**TEXT SECTION**:
Before the seventeenth century, the history of coffee was contained to Ethiopia in Africa and Arabia. It’s name originated from the Arabic Qahwah, through its Turkish form of Kahveh, becoming Koffie in Dutch. From the Levant it spread all the way into America, changing lifestyles everywhere it landed – first arriving in Venice, sweeping turbulently through Europe on its way to their respective colonies, where plantations of Coffea Arabic thrived.
Towards the end of the thirteenth century in Yemen, a wine was made from the berries of coffee trees. This wine replaced the forbidden wine which was drank during religious ceremonies, because the people were so enchanted with its effects of alertness and awareness. It was the era of the early Mohammedans which honoured the new drink, giving it its new name.
Where Did Coffee Originate From?
Kaldi and the Dancing Goats
The earliest mention of coffee was in the tenth century and legends attribute its discovery to different people. One story which I found particularly captivating is the one about ‘Kaldi and the dancing goats’. A young Ethiopian goat herder called Kaldi, noticed that his usually sleepy goats became excited after eating certain berries and decided to try them.
Forgetting about his troubles and heavy heart, his happy new condition was noticed by the local monks from monasteries of the Yemen in Southern Arabia, who followed suit and chewed on the bright red berries! Feeling quite alert for their prayers that night, it wasn’t long before all the monks were praying without feeling sleepy. This story sure does paint a picture in ones mind doesn’t it? Perhaps this was an early sign of caffeine addiction!
The First Coffee Bean Roasting
Around the time of the introduction of ‘the wine’ in Yemen, was the first roast of green coffee beans in the thirteenth century. The drink became popular amongst the Sufi Muslim population spreading to Mecca and by the fifteenth century to all parts of the Islamic world, by Muslim pilgrims. From here it extended Egypt, Persia, Turkey, Africa providing Arabia with a very profitable export and trade.
The First Coffee House
The wealthy had special rooms, specifically for coffee drinking. As the drink became more and more popular, the first coffeehouse opens and more spring up and were frequented by people who would normally be at the Mosques praying! This saw the start of lifestyle changes everywhere these coffeehouses appeared, spreading from East to West.
A characteristic which followed the spread to Italy (seeing the birth of the Italian Espresso), then to the rest of Europe, was this gathering of drinkers who, whilst enjoying a cup of this strange new brew, engaged in political arguments leading to unrest and accusations of immorality, bringing with it a certain state of havoc and revolution instigated by the religious.

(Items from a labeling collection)
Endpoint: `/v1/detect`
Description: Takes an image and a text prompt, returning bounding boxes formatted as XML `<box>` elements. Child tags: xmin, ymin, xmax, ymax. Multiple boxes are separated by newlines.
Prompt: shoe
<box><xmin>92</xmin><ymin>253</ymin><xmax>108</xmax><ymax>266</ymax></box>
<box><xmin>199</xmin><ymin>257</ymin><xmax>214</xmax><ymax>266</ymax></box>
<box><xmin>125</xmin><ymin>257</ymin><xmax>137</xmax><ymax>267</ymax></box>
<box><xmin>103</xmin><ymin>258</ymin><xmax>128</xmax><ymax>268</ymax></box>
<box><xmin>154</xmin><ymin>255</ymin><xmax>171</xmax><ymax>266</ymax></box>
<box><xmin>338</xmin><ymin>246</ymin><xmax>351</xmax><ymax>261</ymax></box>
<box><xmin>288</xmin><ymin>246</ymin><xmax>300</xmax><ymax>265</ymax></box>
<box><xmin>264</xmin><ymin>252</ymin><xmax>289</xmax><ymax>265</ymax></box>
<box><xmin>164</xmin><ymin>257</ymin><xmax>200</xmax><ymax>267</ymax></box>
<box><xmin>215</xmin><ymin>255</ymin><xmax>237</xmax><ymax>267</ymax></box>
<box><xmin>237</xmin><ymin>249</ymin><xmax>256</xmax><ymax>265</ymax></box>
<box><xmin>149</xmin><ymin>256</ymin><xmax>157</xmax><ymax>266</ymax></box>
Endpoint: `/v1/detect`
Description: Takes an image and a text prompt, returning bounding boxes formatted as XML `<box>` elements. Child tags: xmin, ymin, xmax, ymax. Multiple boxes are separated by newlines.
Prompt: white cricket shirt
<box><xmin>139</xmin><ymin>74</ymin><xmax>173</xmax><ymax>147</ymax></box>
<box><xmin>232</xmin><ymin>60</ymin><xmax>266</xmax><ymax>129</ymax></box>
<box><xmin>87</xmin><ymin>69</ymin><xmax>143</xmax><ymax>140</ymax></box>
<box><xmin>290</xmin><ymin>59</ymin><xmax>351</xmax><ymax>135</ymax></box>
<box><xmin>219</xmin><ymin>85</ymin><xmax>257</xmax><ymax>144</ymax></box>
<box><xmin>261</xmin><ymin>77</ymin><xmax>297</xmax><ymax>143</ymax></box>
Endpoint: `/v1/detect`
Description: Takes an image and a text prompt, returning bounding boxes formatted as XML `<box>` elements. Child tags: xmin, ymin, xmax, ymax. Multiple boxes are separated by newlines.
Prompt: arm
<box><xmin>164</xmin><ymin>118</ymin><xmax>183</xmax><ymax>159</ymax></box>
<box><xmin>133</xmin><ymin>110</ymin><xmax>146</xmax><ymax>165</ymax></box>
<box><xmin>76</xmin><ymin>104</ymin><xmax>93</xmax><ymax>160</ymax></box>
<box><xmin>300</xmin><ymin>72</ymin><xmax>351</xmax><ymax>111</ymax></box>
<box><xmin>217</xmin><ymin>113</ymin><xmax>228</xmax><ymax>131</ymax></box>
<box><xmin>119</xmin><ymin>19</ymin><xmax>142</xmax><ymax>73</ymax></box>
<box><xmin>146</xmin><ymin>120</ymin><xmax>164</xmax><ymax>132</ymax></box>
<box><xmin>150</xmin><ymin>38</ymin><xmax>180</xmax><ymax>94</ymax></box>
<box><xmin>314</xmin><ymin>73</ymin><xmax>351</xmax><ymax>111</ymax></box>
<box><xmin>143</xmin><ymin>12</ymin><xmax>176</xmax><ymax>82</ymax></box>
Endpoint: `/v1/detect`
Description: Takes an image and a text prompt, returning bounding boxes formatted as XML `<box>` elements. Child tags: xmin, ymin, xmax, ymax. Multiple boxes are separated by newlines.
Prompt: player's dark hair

**TASKS**:
[A] Check statements (i), (ii) and (iii) against the coffee history passage: (i) the name of coffee traces back to an Arabic word, (ii) Kaldi was a goat herder from Yemen, and (iii) green coffee beans were first roasted in the fifteenth century. Answer yes or no for each, quoting the words from the passage that decide it.
[B] Reproduce a part of the coffee history passage word for word, beginning at the words "Before the seventeenth" and stopping after the words "Coffee Originate From?".
[C] Carry on the coffee history passage from its final sentence.
These data were taken from a separate source, unrelated to the coffee history passage.

**REPLIES**:
[A]
(i) Yes: "It’s name originated from the Arabic Qahwah"
(ii) No: "A young Ethiopian goat herder called Kaldi"
(iii) No: "was the first roast of green coffee beans in the thirteenth century"

[B]
Before the seventeenth century, the history of coffee was contained to Ethiopia in Africa and Arabia. It’s name originated from the Arabic Qahwah, through its Turkish form of Kahveh, becoming Koffie in Dutch. From the Levant it spread all the way into America, changing lifestyles everywhere it landed – first arriving in Venice, sweeping turbulently through Europe on its way to their respective colonies, where plantations of Coffea Arabic thrived.
Towards the end of the thirteenth century in Yemen, a wine was made from the berries of coffee trees. This wine replaced the forbidden wine which was drank during religious ceremonies, because the people were so enchanted with its effects of alertness and awareness. It was the era of the early Mohammedans which honoured the new drink, giving it its new name.
Where Did Coffee Originate From?

[C]
Coffee History in Europe
A tumultuous introduction to say the least, was seen as coffee made its way across Europe. In 1675, the new drink was almost discredited by French wine makers because it was seen as direct competition to the fundamental social drink. This followed a publication the previous year by women in London complaining of their men folk never being home, but were at the first coffee houses of London instead, when they were most needed.
The priests of Italy claimed the brew to be ‘the drink of Satan’ and tried convincing the Pope Clement VIII it was the unholy drink of the previous Muslims of early Yemen. The Pope was already hooked on this beverage and dismissed their claim instead baptising it in an effort to cheat Satan!
Early in the sixteenth century, the first European travellers to the Levant (described by the University College London Institute of Archaeology as the ‘crossroads of western Asia, the eastern Mediterranean and northeast Africa’) were conveying details of this odd drink back to their respective lands. There was a short time space of around 5 years, between the introduction of tea by the the Dutch to Europe and the first coffee beans brought home by the Venetians. This marked the start of the coffee trade for the Arabians, who became the sole suppliers.
Not until they were steeped or parched were these Coffea Arabica berries traded to the outside world. This prevented germination of the coffee seeds by foreigners. The Arabians kept their trade jealously guarded for over a century, until the pilgrims journeying from India and Mecca smuggled out the first beans.
By the end of the seventeenth century, the Dutch had set up coffee plantations in Java, Sumatra, Bali and Timor by the Dutch (Netherlands) East India Company, who realized the huge advantage of coffee cultivation to trading. This was after the apparent theft of the first coffee plant by Dutch traders in 1616!
The French followed suit, into Latin America and the West Indies. Soon followed by Spanish colonies in Cuba and Costa Rica, and Britain finally in Jamaica and later in India, where they had concentrated on tea production.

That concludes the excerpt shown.